PAGE TEXT:
Showing posts with label photography. Show all posts
Showing posts with label photography. Show all posts

Wednesday, August 22, 2012

Snapshots in My Memory


It used to be a photographer’s worst nightmare, back before everyone carried a cell phone and every cell phone included a camera. That perfect, once-in-a-lifetime picture looms before you—and you’ve left your camera at home.

The first time this happened to me, I couldn’t have been more than 10 years old. My parents had given me their old Brownie box camera (Anyone else remember these?), and I’d taken some pictures I’m proud of to this day. But this particular day my camera was sitting at home on a shelf.

The spring had been, not unlike most Illinois springs, rather erratic, with cold temperatures giving way to warm temperatures in early March, then reverting to cold temperatures and snow flurries later in the month. As I was walking home from school, I passed an ancient tree with gnarled roots radiating in all directions. The wind suddenly picked up and whirled a mix of snow and brown leaves out from between two of them to reveal, hidden among the remaining leaves and snow, a small clump of violets in bloom.

I could do nothing but try to remember it—like a snapshot in my memory.

Several years later, I was in a car with my parents, riding through the countryside between Flora and Olney in Southern Illinois, and there was the perfect sliver of a moon high in the sky long before sunset, like a fleck of gold floating in a turquoise eye—a snapshot in my memory.

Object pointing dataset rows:
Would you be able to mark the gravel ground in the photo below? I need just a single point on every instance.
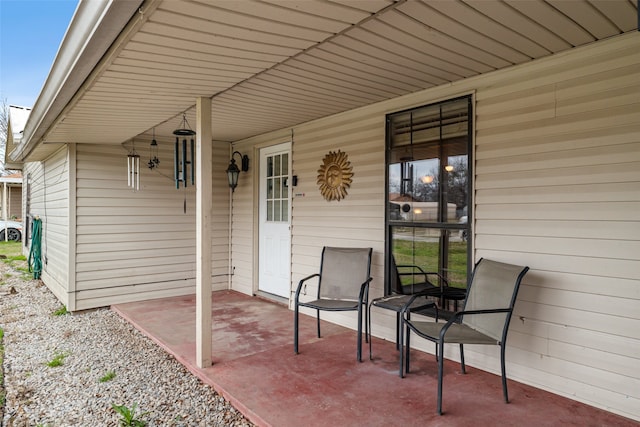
(90, 345)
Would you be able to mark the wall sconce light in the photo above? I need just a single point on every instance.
(233, 172)
(180, 162)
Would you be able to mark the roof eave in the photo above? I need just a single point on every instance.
(93, 29)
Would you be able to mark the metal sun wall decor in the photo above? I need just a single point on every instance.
(334, 176)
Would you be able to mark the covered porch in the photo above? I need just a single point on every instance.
(255, 368)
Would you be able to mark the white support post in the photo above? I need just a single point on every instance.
(203, 163)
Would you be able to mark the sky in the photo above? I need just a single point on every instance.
(30, 34)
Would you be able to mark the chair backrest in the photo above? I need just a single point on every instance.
(395, 283)
(343, 271)
(494, 285)
(395, 278)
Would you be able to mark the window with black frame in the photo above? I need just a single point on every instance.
(428, 192)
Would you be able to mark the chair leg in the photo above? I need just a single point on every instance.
(400, 344)
(369, 329)
(398, 330)
(367, 324)
(440, 345)
(359, 352)
(408, 346)
(504, 373)
(295, 329)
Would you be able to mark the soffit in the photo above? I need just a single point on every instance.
(271, 64)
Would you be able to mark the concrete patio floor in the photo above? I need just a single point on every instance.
(255, 368)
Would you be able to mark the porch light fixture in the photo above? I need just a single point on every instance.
(154, 161)
(233, 172)
(180, 162)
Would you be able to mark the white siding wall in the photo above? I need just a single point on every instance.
(557, 187)
(140, 245)
(49, 181)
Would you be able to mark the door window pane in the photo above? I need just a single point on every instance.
(277, 189)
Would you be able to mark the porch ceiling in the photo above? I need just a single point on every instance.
(270, 64)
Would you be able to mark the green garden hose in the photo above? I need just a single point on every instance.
(35, 254)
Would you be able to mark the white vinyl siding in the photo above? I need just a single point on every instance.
(134, 245)
(557, 188)
(49, 181)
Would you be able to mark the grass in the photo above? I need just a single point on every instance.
(426, 253)
(107, 377)
(61, 311)
(128, 416)
(2, 393)
(58, 360)
(11, 254)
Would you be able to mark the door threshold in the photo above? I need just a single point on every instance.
(273, 298)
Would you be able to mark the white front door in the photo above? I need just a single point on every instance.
(275, 214)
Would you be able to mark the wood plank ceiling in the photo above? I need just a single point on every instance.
(271, 64)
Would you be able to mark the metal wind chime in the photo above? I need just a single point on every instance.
(154, 161)
(133, 169)
(181, 163)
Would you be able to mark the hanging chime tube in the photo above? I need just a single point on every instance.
(137, 159)
(176, 163)
(193, 164)
(184, 161)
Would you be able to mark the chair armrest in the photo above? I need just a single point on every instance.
(459, 314)
(364, 291)
(415, 296)
(301, 282)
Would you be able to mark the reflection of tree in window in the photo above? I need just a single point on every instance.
(428, 188)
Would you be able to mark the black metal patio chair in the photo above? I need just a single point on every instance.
(343, 285)
(422, 289)
(484, 318)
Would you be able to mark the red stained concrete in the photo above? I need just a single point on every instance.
(255, 368)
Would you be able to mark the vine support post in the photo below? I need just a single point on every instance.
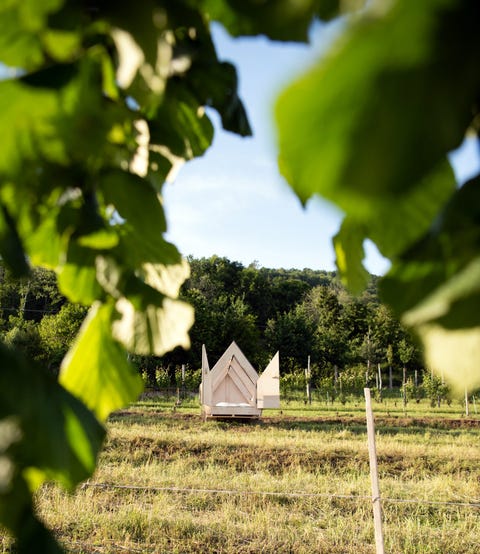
(372, 454)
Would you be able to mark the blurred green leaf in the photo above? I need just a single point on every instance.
(380, 112)
(278, 19)
(96, 369)
(45, 433)
(21, 25)
(348, 244)
(77, 275)
(11, 248)
(181, 124)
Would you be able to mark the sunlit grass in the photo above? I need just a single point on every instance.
(297, 481)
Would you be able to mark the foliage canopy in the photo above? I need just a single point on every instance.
(105, 99)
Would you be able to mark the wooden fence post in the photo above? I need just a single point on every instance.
(372, 454)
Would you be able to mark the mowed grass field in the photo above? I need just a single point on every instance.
(297, 481)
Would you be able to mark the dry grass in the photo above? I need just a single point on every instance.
(262, 465)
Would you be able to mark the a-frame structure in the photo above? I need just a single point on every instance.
(232, 388)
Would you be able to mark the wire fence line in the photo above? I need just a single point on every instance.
(449, 503)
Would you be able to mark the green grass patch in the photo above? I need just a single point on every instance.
(296, 481)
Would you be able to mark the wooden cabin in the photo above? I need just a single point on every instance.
(232, 388)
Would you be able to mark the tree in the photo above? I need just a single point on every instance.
(89, 136)
(90, 133)
(412, 68)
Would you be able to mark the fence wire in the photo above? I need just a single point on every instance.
(186, 490)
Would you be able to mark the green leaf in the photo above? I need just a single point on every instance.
(440, 270)
(77, 276)
(136, 201)
(28, 114)
(152, 320)
(11, 248)
(278, 19)
(96, 369)
(348, 244)
(435, 288)
(45, 433)
(215, 84)
(21, 25)
(181, 124)
(380, 112)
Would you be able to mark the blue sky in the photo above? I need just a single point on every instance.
(232, 202)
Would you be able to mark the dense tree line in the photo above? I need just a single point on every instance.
(301, 313)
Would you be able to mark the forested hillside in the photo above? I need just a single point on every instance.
(301, 313)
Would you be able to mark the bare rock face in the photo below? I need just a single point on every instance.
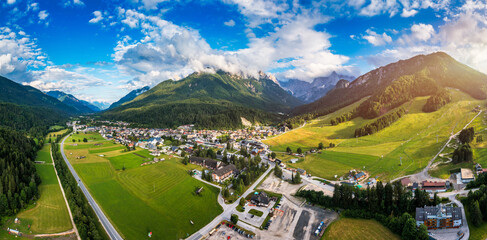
(311, 91)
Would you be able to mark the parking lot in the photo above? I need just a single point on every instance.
(291, 221)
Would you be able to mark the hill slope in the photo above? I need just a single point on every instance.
(207, 100)
(129, 97)
(68, 99)
(422, 75)
(13, 92)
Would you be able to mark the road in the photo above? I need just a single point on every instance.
(107, 225)
(451, 196)
(75, 229)
(227, 210)
(424, 175)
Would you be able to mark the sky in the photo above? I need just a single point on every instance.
(101, 50)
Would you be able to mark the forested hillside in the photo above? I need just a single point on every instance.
(207, 100)
(391, 85)
(18, 176)
(13, 92)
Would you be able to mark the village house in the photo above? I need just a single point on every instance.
(260, 199)
(205, 162)
(432, 187)
(437, 217)
(224, 173)
(466, 175)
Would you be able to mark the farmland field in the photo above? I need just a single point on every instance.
(156, 198)
(50, 214)
(358, 229)
(413, 140)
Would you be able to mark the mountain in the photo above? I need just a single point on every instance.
(218, 100)
(101, 104)
(129, 97)
(396, 83)
(309, 92)
(13, 92)
(81, 106)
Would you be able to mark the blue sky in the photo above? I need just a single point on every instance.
(100, 50)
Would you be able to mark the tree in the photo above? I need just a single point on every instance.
(423, 233)
(475, 214)
(409, 231)
(278, 171)
(226, 193)
(289, 150)
(242, 201)
(234, 218)
(466, 135)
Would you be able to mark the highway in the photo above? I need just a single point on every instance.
(107, 225)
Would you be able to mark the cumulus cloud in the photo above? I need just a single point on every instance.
(229, 23)
(464, 37)
(377, 39)
(171, 51)
(43, 14)
(54, 78)
(98, 17)
(17, 52)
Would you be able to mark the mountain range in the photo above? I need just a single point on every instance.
(393, 84)
(81, 106)
(312, 91)
(129, 97)
(208, 100)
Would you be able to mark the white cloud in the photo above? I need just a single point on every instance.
(98, 17)
(43, 15)
(377, 7)
(230, 23)
(54, 78)
(377, 39)
(464, 37)
(422, 31)
(17, 52)
(151, 4)
(171, 51)
(408, 13)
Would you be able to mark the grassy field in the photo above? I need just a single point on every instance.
(159, 197)
(415, 139)
(50, 214)
(358, 229)
(53, 135)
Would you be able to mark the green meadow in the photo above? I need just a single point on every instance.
(49, 214)
(413, 140)
(158, 198)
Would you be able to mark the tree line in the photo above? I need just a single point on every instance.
(84, 217)
(476, 204)
(380, 123)
(391, 205)
(18, 177)
(463, 153)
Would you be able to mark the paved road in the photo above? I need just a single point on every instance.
(424, 175)
(107, 225)
(227, 210)
(75, 229)
(451, 196)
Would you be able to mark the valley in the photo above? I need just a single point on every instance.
(141, 199)
(413, 139)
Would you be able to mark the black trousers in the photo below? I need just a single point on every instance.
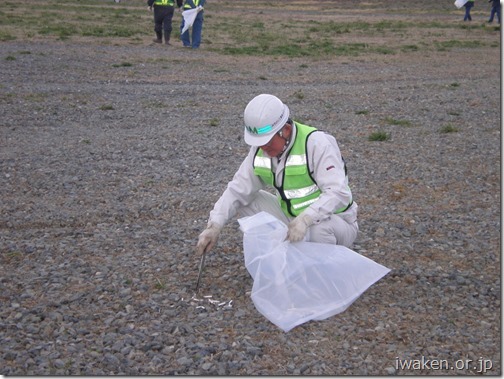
(163, 16)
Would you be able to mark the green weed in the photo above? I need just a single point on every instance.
(379, 136)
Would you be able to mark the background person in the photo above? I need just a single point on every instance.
(197, 26)
(495, 10)
(468, 6)
(305, 167)
(163, 15)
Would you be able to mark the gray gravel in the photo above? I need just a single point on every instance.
(108, 172)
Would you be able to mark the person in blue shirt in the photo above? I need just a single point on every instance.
(495, 10)
(197, 26)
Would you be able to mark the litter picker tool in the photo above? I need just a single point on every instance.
(202, 264)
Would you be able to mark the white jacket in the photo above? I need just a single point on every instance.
(327, 168)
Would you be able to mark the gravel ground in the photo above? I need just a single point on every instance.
(108, 171)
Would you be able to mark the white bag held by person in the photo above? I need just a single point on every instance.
(189, 16)
(460, 3)
(298, 282)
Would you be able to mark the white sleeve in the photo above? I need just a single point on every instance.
(240, 191)
(328, 170)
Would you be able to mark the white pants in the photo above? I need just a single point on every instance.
(334, 230)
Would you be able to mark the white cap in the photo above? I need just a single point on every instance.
(264, 116)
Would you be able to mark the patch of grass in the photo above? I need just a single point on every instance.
(5, 36)
(299, 95)
(159, 284)
(451, 44)
(379, 136)
(363, 112)
(408, 48)
(393, 121)
(448, 128)
(124, 64)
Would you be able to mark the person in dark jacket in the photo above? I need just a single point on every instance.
(163, 15)
(468, 6)
(495, 10)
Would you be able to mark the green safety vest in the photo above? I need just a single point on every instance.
(188, 5)
(299, 189)
(168, 3)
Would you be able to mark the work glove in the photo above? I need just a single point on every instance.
(298, 227)
(208, 238)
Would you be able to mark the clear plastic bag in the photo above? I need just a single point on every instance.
(298, 282)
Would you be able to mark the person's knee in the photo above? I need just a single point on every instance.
(334, 231)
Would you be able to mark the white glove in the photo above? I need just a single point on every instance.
(298, 227)
(208, 238)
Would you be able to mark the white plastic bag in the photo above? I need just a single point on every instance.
(189, 16)
(460, 3)
(295, 283)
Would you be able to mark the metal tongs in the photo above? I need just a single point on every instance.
(202, 264)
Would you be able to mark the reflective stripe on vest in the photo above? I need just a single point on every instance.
(188, 5)
(164, 2)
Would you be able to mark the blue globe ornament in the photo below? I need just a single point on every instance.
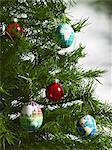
(86, 126)
(65, 35)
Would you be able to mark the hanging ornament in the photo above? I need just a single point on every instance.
(14, 28)
(55, 91)
(2, 29)
(31, 117)
(86, 126)
(65, 35)
(1, 106)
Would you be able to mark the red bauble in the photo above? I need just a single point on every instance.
(55, 92)
(13, 28)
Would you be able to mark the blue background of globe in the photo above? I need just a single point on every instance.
(90, 123)
(64, 43)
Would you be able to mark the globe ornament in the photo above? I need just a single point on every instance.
(31, 117)
(65, 34)
(55, 91)
(86, 126)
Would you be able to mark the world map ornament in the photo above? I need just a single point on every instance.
(65, 34)
(31, 117)
(55, 91)
(86, 126)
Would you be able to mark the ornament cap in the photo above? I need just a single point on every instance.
(15, 20)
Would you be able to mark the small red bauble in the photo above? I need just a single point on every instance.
(13, 28)
(55, 92)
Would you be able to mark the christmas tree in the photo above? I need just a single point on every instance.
(39, 81)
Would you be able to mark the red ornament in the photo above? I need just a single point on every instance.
(13, 28)
(55, 92)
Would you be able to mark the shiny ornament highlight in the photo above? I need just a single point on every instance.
(65, 35)
(31, 117)
(55, 92)
(86, 126)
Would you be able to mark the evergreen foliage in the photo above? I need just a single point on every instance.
(22, 79)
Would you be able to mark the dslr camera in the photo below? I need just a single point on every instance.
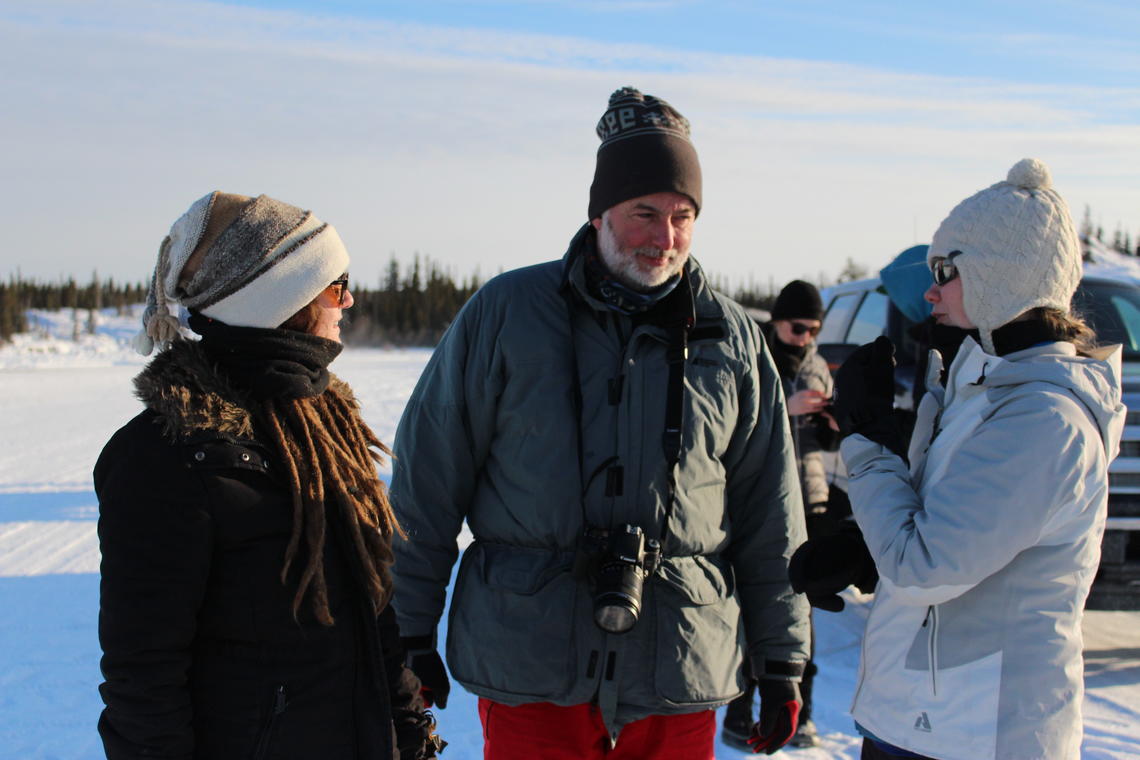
(617, 562)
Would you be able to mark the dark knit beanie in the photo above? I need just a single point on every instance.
(798, 300)
(644, 149)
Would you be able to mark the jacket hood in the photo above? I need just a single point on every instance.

TASK: Repeat the blog post between "Several years later, I" and "eye—a snapshot in my memory.", inclusive, and switch "turquoise" to "sapphire".

OUTPUT FOR THIS TASK:
Several years later, I was in a car with my parents, riding through the countryside between Flora and Olney in Southern Illinois, and there was the perfect sliver of a moon high in the sky long before sunset, like a fleck of gold floating in a sapphire eye—a snapshot in my memory.